Adie also states in her introduction that:

“Israel continues to impose sanctions on Gaza. The blockade limits the movement of goods in and out of the Strip.”

Yolande Knell, however, opens her report with a tale of KFC fast food smuggled into the Gaza Strip from El Arish in Egypt and Hamas limitations on that enterprise – neither of which of course have anything whatsoever to do with Israel. But Knell is soon back on target, with references to “daily hardship” and “food rations” and explaining to listeners that:

“Their struggle’s largely caused by border restrictions that were tightened by Israel and Egypt in 2007 when Hamas – which refuses to recognise Israel – took control here.”

Knell’s meticulous airbrushing of the very significant subject of terrorism out of the picture continues throughout her report, compromising its impartiality and accuracy. Later Knell says:

“While border restrictions have been reduced, there are still regular power cuts and a ban on most exports. This constricts industry and unemployment is high at around 30%.”

The power cuts in fact have their roots in Hamas policies dating back to 2011:

“Meanwhile, Hamas has stopped buying fuel for the Gaza power plant from the Palestinian Authority. The fuel, which was itself purchased by the PA from Israel, is believed to have been replaced by a steady supply of fuel smuggled in from Egypt through the Rafah tunnels.

This is a significant coup for Hamas, from an economic point of view.

Hamas previously received 150,000 liters of fuel per day from Israel, via the Palestinian Authority.”

That Hamas plan went sour when Egypt began clamping down on smuggling through the tunnels, but Western journalists such as Knell still insinuate that power cuts in the Gaza Strip are Israel’s fault.  Likewise, Knell’s banal claim that “most exports” are “banned” is simply a fabrication and fails to provide listeners with the context of the effects of terror activity upon the crossings. 

Knell employs the same policy of omission of context in her story of Gazans “playing football on a field partly obliterated by an Israeli air strike” – without clarifying whether that same football field was one of those used to launch missiles at Israeli civilians. Her tales of “classic cars repaired for everyday use” and “Gazans resorting to donkeys when their cars ran out of fuel” naturally omit any mention of the latest craze for brand new Chinese cars in the Gaza Strip.

### Task
Answer these questions from the text on Gaza reporting:
1. From where was the KFC fast food in Knell's opening tale smuggled into the Gaza Strip?
2. What unemployment rate does Knell give?
3. How many liters of fuel per day did Hamas previously receive from Israel via the Palestinian Authority?

### Items from a data source
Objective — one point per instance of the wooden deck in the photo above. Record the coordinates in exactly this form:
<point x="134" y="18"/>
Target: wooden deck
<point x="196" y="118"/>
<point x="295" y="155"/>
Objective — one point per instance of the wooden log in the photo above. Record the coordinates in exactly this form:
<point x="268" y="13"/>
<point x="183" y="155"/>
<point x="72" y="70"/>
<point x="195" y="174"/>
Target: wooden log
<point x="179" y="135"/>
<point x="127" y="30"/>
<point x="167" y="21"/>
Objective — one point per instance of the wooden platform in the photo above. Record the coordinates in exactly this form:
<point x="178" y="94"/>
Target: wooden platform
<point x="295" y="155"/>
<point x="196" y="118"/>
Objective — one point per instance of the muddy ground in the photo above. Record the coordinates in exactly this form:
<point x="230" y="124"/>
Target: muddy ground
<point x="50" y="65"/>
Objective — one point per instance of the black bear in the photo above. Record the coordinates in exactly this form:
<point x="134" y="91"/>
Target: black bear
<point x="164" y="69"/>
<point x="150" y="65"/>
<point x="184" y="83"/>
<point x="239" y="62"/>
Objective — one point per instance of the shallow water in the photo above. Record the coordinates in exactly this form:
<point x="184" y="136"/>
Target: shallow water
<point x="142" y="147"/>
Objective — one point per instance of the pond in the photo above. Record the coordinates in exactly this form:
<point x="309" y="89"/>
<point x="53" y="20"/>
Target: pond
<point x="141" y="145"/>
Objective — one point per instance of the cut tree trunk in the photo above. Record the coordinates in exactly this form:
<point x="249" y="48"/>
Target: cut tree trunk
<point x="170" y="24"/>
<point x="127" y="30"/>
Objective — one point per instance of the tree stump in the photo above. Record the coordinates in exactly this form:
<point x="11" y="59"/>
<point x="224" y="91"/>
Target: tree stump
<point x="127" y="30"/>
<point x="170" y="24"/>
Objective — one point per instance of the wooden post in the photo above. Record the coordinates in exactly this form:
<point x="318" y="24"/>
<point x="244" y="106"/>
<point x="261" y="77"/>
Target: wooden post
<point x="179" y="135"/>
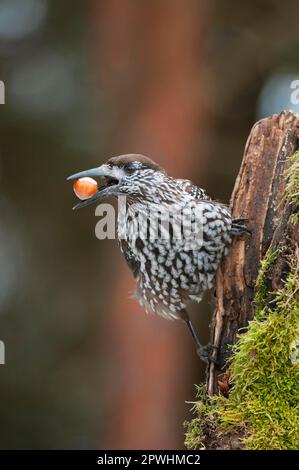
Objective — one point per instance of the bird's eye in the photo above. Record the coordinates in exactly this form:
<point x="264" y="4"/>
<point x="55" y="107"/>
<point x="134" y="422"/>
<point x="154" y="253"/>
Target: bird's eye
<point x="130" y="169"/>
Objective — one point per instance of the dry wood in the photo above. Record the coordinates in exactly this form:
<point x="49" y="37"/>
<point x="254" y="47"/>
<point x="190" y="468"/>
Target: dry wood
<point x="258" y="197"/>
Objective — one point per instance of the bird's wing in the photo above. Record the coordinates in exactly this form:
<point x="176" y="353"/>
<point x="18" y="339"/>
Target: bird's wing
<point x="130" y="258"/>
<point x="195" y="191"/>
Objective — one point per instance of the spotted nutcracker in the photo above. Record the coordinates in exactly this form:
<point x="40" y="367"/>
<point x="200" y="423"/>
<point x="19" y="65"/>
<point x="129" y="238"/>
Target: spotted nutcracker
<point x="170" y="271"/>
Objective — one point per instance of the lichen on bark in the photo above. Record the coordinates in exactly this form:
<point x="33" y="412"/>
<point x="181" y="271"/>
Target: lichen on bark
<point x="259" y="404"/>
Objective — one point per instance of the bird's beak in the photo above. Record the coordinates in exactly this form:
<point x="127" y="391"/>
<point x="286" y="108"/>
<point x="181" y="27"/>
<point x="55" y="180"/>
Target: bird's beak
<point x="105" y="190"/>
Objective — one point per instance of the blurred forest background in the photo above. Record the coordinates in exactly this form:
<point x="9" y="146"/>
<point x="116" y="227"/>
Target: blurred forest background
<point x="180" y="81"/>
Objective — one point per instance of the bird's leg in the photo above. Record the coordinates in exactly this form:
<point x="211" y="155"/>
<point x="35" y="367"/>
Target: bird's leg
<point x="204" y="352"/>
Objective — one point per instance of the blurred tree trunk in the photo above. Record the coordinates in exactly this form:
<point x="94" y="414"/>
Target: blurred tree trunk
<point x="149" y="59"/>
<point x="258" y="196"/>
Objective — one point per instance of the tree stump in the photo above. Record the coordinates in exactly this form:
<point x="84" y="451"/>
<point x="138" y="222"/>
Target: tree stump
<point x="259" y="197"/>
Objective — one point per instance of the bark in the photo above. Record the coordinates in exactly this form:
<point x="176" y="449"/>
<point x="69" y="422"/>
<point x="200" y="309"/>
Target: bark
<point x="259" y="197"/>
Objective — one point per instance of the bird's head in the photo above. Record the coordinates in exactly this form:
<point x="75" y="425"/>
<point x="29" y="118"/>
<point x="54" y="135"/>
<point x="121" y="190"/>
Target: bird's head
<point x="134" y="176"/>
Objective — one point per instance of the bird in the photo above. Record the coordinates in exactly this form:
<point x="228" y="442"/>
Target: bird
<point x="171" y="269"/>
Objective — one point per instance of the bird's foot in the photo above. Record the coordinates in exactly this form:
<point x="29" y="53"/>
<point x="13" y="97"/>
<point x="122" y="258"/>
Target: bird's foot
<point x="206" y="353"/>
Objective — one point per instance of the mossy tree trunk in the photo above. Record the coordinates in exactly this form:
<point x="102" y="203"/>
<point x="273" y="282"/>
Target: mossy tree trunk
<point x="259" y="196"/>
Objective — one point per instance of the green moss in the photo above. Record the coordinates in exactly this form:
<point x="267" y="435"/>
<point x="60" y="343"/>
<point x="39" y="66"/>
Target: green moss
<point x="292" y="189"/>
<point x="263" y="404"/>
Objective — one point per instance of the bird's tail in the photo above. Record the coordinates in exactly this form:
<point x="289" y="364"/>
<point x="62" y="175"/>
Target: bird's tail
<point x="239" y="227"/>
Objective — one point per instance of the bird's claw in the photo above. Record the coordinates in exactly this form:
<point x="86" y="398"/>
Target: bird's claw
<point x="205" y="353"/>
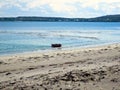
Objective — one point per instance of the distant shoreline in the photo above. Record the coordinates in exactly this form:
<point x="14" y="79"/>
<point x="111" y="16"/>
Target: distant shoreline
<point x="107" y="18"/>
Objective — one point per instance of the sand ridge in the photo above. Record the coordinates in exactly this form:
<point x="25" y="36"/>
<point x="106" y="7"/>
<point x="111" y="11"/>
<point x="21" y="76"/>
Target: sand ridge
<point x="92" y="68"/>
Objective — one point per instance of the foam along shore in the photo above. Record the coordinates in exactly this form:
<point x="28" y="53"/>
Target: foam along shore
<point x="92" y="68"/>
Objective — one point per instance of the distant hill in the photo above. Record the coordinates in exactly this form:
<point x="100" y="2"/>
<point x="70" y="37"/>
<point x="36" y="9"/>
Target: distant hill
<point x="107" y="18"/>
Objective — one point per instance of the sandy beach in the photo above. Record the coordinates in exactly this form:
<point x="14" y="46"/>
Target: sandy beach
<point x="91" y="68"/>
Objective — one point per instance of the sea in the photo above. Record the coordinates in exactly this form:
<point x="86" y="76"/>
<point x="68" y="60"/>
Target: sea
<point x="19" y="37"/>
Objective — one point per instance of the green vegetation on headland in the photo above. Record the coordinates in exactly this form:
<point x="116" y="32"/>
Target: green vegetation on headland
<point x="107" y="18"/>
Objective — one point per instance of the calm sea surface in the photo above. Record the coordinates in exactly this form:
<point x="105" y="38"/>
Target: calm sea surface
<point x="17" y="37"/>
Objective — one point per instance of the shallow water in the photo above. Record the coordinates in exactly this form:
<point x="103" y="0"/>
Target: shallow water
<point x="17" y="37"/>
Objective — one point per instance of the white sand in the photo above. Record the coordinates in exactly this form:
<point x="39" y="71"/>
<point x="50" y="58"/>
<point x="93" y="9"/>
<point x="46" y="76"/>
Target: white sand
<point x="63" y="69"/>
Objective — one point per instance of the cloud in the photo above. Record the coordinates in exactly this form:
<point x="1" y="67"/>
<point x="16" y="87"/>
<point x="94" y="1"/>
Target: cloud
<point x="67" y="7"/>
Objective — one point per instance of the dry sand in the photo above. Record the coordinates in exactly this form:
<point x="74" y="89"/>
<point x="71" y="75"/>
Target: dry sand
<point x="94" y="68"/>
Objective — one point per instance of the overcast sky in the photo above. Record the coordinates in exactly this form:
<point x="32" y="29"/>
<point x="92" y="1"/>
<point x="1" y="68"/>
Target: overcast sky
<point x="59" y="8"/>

==

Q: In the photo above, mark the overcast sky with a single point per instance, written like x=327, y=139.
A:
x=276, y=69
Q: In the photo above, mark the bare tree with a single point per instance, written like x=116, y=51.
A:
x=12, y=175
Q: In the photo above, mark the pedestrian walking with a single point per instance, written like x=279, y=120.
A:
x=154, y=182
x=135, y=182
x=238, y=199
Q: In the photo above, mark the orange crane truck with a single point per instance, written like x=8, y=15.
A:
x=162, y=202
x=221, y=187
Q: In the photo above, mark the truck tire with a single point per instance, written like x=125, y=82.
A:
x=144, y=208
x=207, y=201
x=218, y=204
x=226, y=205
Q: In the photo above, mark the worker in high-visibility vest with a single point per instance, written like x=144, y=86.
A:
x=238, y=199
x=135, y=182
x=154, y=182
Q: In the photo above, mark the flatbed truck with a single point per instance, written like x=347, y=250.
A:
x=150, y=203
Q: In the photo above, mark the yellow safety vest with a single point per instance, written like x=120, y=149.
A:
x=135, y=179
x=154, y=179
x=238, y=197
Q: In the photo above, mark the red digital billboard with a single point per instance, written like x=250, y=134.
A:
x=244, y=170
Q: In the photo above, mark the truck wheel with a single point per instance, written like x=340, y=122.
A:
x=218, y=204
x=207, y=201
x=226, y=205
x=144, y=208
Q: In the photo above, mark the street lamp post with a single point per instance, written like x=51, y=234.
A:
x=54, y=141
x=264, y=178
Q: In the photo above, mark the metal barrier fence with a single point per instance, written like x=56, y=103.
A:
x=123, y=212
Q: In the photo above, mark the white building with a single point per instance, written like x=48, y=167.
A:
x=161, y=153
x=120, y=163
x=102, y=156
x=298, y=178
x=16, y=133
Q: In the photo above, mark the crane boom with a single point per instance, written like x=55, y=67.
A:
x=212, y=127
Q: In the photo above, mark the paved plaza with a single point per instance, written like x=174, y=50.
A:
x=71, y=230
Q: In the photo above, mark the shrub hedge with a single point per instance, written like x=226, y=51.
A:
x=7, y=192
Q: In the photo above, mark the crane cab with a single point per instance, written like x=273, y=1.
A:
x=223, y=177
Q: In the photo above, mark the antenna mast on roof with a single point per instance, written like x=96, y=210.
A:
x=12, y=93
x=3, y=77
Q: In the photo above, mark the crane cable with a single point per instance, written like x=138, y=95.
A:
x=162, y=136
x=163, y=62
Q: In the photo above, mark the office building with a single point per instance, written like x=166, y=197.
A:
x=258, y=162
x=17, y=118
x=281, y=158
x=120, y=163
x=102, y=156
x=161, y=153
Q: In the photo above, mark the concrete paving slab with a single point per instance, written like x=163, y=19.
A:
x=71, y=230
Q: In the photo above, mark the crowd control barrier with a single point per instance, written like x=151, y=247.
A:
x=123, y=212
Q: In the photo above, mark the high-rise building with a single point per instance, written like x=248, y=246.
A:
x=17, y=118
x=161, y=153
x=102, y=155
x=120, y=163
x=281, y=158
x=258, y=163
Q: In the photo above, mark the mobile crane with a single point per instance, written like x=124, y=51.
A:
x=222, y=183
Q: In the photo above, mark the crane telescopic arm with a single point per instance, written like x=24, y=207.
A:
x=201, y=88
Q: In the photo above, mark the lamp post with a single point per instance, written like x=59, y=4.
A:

### Output of the task
1. From El Arish in Egypt.
2. Around 30%.
3. 150,000 liters.